:: INSTRUCTIONS TO FOLLOW ::
Could you copy the material below word for word, from its beginning through the line with "[9,41,149,68]", without including the pictures?

==== ROWS

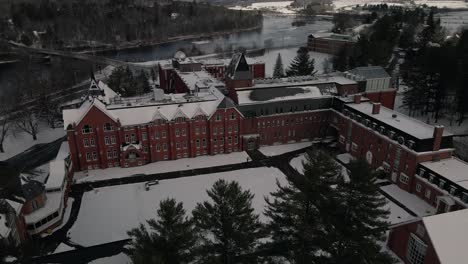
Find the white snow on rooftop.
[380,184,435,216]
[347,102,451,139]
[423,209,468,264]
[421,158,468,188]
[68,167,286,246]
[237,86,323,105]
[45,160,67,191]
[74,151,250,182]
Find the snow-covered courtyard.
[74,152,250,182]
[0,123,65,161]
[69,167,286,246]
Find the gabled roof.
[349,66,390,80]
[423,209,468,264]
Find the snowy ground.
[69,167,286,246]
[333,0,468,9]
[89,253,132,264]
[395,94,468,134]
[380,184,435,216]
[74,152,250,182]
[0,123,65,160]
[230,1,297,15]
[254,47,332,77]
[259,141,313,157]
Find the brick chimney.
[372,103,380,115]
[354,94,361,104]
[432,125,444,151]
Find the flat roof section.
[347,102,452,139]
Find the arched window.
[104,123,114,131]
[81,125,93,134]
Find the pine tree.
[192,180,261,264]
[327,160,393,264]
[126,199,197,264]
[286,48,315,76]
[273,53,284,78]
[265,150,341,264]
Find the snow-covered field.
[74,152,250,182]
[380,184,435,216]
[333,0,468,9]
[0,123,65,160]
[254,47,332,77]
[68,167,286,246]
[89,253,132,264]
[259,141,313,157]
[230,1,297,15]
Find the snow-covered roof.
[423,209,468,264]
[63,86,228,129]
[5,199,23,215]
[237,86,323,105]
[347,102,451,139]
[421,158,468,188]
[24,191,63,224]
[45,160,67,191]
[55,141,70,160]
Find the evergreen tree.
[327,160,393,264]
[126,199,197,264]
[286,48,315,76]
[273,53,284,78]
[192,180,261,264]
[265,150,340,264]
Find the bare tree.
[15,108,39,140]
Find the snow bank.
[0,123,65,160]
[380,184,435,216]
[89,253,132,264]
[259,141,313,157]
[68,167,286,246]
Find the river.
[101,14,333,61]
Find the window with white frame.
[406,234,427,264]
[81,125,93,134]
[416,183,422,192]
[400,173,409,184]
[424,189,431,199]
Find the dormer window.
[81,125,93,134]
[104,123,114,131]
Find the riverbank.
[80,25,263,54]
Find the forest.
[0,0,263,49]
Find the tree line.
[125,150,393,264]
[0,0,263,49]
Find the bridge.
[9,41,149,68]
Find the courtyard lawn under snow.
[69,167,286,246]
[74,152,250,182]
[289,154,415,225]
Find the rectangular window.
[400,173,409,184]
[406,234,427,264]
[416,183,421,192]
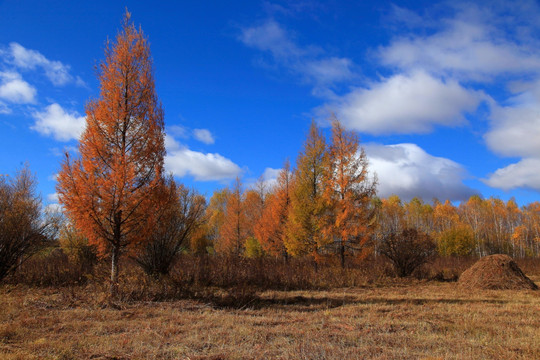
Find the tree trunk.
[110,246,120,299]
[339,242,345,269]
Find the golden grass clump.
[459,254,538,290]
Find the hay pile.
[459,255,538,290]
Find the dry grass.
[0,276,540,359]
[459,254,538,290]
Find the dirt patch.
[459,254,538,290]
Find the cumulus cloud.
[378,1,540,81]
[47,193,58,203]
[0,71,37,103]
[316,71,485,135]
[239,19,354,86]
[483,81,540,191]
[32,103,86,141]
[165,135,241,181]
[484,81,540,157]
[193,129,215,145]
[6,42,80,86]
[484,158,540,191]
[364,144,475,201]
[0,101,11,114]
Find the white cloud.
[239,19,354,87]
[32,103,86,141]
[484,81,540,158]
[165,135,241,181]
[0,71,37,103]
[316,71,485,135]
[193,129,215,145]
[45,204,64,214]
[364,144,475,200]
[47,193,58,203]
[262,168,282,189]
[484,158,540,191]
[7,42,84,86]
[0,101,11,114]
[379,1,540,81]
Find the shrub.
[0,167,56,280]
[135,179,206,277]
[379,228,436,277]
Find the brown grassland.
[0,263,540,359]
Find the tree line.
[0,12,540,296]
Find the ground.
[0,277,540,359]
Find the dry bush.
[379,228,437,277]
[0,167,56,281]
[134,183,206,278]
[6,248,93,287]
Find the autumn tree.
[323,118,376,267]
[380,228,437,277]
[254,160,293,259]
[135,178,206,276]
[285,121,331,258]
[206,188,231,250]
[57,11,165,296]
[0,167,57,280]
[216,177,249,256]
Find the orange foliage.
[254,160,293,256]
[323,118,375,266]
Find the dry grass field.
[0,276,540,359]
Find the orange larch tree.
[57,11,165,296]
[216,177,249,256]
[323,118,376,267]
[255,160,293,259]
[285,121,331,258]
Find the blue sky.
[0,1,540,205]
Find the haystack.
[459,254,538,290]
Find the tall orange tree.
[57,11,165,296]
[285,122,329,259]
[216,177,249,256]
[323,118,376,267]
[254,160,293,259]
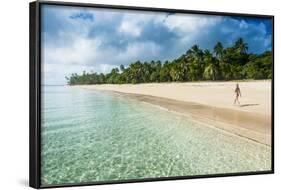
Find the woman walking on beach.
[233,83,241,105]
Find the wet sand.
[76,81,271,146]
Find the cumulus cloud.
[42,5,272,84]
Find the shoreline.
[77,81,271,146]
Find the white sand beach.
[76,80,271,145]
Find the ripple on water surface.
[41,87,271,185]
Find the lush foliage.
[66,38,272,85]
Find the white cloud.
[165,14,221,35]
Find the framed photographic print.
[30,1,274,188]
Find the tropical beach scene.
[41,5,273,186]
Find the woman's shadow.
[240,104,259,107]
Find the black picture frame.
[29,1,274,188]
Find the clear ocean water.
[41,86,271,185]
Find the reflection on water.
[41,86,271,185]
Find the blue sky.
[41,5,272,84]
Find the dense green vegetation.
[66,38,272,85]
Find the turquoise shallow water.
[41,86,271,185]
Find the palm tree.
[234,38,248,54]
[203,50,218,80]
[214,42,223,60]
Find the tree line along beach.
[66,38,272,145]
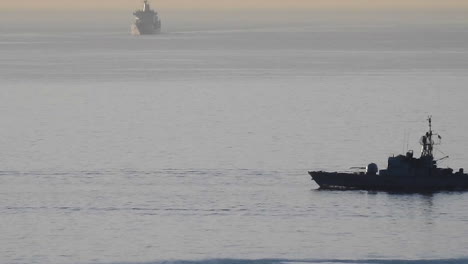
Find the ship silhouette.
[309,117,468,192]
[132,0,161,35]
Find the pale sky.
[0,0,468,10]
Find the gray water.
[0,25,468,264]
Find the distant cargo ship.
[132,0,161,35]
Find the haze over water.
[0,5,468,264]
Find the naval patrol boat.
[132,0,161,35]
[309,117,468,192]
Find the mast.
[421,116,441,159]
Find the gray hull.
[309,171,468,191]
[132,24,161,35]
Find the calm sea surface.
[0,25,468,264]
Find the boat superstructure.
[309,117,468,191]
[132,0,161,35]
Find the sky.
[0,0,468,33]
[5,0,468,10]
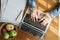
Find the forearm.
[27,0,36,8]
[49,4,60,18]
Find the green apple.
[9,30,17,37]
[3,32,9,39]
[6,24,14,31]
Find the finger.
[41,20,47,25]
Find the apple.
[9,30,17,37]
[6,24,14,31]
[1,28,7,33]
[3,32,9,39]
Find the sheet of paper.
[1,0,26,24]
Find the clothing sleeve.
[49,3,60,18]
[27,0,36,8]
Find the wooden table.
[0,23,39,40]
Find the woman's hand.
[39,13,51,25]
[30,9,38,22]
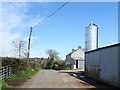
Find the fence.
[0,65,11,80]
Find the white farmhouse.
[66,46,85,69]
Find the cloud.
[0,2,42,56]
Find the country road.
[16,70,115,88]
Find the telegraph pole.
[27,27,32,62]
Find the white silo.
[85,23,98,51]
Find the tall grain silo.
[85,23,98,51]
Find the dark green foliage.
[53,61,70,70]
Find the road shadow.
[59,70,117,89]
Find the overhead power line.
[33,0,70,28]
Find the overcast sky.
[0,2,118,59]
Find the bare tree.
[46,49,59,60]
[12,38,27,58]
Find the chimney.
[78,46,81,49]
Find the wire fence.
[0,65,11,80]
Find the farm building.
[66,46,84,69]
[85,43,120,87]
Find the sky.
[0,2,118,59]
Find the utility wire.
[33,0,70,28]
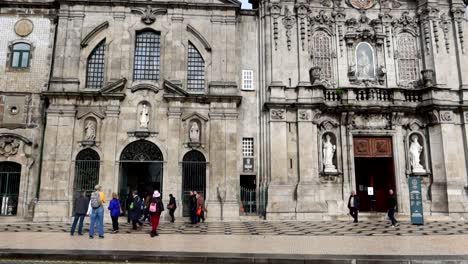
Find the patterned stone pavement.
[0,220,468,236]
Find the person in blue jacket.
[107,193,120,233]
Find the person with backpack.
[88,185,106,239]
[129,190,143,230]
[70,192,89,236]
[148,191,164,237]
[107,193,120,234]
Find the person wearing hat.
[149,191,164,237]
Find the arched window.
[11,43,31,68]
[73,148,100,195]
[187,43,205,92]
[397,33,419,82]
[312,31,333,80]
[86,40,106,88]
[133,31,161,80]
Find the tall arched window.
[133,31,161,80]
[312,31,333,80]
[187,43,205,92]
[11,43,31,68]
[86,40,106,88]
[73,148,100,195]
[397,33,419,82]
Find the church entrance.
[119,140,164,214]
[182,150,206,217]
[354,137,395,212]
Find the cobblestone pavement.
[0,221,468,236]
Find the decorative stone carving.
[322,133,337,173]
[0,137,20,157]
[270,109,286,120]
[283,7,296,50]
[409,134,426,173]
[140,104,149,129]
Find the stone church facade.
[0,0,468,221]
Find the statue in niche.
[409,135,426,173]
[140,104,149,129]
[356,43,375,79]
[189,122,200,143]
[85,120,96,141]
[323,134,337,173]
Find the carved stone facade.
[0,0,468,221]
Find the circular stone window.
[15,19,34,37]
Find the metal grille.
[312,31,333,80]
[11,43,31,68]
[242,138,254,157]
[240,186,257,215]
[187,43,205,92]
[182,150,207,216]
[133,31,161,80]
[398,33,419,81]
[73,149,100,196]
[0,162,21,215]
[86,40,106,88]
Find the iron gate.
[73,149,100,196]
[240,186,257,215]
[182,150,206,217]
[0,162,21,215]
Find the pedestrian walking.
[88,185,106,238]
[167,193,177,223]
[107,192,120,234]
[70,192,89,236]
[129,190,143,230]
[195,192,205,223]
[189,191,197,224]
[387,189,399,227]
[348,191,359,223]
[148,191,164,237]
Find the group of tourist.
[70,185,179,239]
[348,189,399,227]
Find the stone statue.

========

:: EXERCISE OUTPUT ::
Find the white snow on rooftop.
[380,184,435,216]
[347,102,451,139]
[423,209,468,264]
[421,158,468,188]
[68,167,286,246]
[237,86,323,105]
[45,160,67,191]
[74,151,250,182]
Find the snow-covered courtyard.
[74,152,250,182]
[0,123,65,161]
[69,167,286,246]
Find the gabled roof.
[349,66,390,80]
[423,209,468,264]
Find the snowy ground.
[69,167,286,246]
[333,0,468,9]
[89,253,132,264]
[395,94,468,134]
[380,184,435,216]
[74,152,250,182]
[0,123,65,160]
[230,1,297,15]
[254,47,332,77]
[259,141,313,157]
Find the brick chimney.
[372,103,380,115]
[354,94,361,104]
[432,125,444,151]
Find the flat roof section.
[347,102,452,139]
Find the arched window.
[104,123,114,131]
[81,125,93,134]
Find the pine tree.
[192,180,261,264]
[327,160,393,264]
[126,199,197,264]
[286,48,315,76]
[273,53,284,78]
[265,150,341,264]
Find the snow-covered field.
[74,152,250,182]
[380,184,435,216]
[333,0,468,9]
[0,123,65,160]
[254,47,332,77]
[68,167,286,246]
[89,253,132,264]
[259,141,313,157]
[230,1,297,15]
Find the snow-covered roof.
[423,209,468,264]
[63,86,228,129]
[5,199,23,215]
[237,86,323,105]
[347,102,451,139]
[421,158,468,188]
[24,191,63,224]
[45,160,67,191]
[55,141,70,160]
Find the evergreen tree.
[327,160,393,264]
[126,199,197,264]
[286,48,315,76]
[273,53,284,78]
[192,180,261,264]
[265,150,340,264]
Find the bare tree.
[15,108,39,140]
Find the snow bank.
[0,123,65,160]
[380,184,435,216]
[89,253,132,264]
[259,141,313,157]
[68,167,286,246]
Find the river.
[101,14,333,61]
Find the window with white frame.
[406,234,427,264]
[81,125,93,134]
[416,183,422,192]
[400,173,409,184]
[424,189,431,199]
Find the dormer window.
[81,125,93,134]
[104,123,114,131]
Find the riverbank.
[80,25,263,54]
Find the forest.
[0,0,263,49]
Find the tree line.
[125,150,393,264]
[0,0,263,49]
Find the bridge.
[9,41,149,68]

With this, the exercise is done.